WHAT NEEDS TO BE DONE:
Starting at the top of the data and ending with the line that holds "[(475, 36)]", transcribe each line exactly; include both ends.

Records from a data collection
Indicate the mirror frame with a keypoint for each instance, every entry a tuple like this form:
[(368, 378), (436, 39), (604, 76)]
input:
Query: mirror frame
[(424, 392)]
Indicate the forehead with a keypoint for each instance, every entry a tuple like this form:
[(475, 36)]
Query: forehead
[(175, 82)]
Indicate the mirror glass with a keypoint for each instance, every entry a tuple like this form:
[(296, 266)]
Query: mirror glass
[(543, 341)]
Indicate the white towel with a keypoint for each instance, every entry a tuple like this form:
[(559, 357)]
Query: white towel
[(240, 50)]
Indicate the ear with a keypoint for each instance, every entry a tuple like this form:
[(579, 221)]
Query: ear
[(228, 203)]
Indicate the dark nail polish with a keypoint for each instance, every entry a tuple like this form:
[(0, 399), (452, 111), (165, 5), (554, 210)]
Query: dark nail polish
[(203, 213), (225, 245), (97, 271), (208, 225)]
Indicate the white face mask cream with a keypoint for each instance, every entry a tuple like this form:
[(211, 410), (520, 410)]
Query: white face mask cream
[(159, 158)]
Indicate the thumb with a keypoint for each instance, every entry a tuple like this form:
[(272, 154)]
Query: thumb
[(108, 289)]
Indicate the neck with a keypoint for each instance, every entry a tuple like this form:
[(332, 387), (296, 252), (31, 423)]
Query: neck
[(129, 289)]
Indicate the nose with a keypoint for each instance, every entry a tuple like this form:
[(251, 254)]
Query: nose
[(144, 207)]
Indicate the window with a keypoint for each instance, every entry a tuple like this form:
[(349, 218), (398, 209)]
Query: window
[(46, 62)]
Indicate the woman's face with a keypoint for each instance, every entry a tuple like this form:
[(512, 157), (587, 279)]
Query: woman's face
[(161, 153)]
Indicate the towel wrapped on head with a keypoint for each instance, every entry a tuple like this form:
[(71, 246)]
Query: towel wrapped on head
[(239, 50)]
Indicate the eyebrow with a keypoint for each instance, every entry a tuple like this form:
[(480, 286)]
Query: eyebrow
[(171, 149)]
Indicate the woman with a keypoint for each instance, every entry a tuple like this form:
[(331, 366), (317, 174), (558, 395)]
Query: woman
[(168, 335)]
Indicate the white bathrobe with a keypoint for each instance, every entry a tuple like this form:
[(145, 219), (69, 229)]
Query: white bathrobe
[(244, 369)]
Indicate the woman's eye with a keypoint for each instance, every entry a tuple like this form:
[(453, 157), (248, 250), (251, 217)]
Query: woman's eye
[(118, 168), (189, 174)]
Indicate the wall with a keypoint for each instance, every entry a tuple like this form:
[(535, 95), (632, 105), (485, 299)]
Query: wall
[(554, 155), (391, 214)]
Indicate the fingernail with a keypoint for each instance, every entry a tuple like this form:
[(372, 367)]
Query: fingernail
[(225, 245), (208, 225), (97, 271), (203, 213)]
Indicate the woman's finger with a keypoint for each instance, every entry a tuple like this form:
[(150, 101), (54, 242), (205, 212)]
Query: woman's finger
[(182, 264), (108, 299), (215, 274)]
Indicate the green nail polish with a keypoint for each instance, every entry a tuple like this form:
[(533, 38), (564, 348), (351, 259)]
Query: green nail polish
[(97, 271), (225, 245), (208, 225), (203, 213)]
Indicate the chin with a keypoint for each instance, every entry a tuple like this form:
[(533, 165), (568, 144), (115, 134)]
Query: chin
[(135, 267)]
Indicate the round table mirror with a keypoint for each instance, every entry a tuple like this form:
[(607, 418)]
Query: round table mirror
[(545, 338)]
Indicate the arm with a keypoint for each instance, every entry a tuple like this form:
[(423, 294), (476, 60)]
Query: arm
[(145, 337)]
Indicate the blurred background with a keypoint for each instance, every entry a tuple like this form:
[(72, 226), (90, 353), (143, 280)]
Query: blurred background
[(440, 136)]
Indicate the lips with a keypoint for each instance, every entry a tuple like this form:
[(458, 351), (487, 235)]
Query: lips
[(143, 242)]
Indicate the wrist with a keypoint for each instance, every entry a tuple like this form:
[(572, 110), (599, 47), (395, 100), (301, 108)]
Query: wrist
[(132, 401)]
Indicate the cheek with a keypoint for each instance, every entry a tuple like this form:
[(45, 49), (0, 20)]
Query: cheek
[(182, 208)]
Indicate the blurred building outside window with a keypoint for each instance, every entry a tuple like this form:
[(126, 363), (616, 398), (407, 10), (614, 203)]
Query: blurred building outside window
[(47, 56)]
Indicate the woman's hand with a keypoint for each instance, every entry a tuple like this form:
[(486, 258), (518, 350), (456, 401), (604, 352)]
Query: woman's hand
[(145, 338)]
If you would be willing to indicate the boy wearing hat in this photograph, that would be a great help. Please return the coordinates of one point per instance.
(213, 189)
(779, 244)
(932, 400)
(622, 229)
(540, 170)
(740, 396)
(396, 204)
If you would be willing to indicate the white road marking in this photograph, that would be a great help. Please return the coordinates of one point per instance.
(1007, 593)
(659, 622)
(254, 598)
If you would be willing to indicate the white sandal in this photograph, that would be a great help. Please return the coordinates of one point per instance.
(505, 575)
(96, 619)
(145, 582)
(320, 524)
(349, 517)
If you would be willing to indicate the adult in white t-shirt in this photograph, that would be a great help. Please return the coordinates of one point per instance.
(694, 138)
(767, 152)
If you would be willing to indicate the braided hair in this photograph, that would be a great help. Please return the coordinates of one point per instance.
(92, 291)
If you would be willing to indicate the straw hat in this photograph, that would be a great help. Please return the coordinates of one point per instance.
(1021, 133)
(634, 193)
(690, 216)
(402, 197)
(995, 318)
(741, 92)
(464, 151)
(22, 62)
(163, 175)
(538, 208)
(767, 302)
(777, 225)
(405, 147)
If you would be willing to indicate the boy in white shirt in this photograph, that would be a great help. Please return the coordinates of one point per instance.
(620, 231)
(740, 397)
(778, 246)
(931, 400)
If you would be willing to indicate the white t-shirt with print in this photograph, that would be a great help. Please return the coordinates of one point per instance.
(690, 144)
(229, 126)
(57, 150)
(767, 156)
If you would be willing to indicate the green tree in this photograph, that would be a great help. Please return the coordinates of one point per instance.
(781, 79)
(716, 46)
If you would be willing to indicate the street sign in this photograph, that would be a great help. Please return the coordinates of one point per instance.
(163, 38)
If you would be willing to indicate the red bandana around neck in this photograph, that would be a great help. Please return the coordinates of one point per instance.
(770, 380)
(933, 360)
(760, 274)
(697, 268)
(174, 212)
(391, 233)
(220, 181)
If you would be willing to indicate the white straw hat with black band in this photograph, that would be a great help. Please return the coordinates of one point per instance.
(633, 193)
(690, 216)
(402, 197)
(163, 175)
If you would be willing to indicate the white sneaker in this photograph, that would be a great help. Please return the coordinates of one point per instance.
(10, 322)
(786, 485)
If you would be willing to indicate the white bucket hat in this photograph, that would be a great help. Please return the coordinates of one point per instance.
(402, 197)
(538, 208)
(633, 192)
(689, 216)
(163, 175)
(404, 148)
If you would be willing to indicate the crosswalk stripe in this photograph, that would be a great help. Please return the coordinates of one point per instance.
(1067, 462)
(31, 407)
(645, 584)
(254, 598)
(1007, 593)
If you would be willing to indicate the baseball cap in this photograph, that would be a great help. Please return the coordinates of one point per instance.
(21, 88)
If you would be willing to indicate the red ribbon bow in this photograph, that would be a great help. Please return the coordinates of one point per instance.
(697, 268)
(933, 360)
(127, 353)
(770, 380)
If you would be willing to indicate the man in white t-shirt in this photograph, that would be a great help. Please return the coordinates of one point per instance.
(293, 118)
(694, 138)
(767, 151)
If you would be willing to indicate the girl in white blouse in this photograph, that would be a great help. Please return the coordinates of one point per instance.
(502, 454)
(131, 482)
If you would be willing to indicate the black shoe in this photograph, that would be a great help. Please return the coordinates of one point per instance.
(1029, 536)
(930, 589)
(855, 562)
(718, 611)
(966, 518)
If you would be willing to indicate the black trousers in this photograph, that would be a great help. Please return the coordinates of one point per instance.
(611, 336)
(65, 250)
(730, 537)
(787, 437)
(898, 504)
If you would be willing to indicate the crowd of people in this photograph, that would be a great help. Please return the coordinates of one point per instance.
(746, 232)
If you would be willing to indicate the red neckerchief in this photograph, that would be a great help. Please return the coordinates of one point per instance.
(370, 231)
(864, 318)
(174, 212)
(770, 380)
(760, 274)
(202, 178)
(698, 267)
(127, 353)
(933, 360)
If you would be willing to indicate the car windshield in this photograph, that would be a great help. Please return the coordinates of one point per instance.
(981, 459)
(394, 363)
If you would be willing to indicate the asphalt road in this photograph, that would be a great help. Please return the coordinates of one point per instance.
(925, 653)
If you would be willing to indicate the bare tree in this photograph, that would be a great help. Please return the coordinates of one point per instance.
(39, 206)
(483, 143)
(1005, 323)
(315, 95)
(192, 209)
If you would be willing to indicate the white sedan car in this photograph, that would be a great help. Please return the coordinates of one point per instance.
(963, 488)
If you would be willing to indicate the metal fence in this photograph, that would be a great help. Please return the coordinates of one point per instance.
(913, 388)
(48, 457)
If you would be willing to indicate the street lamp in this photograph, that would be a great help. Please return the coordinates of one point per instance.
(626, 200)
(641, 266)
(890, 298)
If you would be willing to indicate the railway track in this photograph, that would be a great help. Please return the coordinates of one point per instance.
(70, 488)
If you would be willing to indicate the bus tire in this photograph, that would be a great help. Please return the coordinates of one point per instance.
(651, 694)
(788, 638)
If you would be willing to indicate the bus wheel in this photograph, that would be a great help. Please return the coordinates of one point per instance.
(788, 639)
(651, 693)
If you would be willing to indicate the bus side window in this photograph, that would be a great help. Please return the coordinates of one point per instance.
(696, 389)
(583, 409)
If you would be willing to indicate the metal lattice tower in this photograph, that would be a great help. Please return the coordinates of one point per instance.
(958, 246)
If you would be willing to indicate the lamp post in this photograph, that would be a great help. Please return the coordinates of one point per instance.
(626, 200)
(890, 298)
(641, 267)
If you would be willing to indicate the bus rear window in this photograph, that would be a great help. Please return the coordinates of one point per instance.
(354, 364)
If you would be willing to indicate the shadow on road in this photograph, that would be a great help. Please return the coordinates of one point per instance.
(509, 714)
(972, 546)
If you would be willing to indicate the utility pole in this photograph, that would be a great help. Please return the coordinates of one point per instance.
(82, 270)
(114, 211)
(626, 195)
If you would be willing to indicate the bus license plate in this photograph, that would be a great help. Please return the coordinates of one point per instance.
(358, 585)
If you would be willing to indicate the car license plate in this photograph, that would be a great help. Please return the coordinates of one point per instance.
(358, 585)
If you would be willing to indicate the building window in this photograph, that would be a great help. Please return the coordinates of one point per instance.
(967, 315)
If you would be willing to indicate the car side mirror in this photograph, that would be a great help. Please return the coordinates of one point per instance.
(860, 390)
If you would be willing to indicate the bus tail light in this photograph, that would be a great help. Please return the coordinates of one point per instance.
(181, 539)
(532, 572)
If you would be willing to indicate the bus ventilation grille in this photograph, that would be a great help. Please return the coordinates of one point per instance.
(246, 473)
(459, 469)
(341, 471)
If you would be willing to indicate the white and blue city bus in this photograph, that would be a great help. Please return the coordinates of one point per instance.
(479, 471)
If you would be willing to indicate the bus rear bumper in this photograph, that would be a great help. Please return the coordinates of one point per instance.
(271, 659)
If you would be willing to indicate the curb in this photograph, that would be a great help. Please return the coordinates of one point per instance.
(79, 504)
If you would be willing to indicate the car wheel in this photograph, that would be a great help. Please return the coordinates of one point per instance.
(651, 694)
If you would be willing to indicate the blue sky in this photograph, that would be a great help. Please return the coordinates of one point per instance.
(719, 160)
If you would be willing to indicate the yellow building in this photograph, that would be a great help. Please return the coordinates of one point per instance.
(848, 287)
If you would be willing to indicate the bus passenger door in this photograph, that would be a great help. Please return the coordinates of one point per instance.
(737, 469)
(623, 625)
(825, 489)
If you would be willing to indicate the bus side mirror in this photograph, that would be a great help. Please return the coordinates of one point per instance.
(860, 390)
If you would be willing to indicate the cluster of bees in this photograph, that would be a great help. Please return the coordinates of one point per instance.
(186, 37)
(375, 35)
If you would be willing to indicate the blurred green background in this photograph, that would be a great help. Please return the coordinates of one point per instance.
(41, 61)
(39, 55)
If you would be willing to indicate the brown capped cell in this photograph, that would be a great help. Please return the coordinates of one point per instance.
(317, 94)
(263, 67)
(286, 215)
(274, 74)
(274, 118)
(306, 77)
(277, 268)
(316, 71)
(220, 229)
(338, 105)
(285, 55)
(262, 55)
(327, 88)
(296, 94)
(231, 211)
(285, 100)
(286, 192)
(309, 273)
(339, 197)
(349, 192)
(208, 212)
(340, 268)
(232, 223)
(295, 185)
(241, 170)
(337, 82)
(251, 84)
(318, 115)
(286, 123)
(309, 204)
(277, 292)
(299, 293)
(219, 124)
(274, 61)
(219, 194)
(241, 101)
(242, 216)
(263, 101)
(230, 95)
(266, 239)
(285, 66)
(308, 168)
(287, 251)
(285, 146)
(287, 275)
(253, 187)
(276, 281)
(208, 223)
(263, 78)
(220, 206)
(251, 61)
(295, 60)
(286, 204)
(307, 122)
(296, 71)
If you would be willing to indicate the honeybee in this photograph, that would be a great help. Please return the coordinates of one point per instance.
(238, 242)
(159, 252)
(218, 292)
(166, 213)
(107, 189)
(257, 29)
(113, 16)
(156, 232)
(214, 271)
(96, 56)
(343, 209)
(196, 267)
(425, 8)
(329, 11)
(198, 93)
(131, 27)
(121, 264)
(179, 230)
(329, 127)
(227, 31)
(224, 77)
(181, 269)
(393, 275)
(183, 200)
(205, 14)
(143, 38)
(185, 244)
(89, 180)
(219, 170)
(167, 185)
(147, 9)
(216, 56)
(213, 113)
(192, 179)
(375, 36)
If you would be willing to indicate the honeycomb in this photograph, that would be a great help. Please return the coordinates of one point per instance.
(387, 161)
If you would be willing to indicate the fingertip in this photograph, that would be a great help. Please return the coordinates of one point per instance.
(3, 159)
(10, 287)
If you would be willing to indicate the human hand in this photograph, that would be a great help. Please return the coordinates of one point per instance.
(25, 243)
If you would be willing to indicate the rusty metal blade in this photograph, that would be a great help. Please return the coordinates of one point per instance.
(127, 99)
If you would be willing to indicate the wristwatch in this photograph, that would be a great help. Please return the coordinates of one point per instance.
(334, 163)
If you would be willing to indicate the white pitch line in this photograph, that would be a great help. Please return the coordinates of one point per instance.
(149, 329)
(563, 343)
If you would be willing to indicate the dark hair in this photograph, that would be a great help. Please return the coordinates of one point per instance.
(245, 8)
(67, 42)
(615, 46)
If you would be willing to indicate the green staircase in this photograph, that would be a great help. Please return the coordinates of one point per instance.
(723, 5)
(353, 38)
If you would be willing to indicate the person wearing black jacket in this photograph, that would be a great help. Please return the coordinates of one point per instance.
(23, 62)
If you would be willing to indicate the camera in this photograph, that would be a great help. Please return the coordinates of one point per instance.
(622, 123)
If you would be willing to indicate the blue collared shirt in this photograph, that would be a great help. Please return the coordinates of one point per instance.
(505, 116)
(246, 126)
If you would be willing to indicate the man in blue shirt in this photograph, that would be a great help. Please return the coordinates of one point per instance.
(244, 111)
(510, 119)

SOLUTION FOR THIS PROBLEM:
Indicate the mirror frame with a keypoint for each instance, every entry a tuple like this form:
[(368, 378), (436, 39), (604, 76)]
input:
Query: mirror frame
[(424, 392)]
Indicate the forehead with a keypoint for each instance, every entry a tuple like this form:
[(475, 36)]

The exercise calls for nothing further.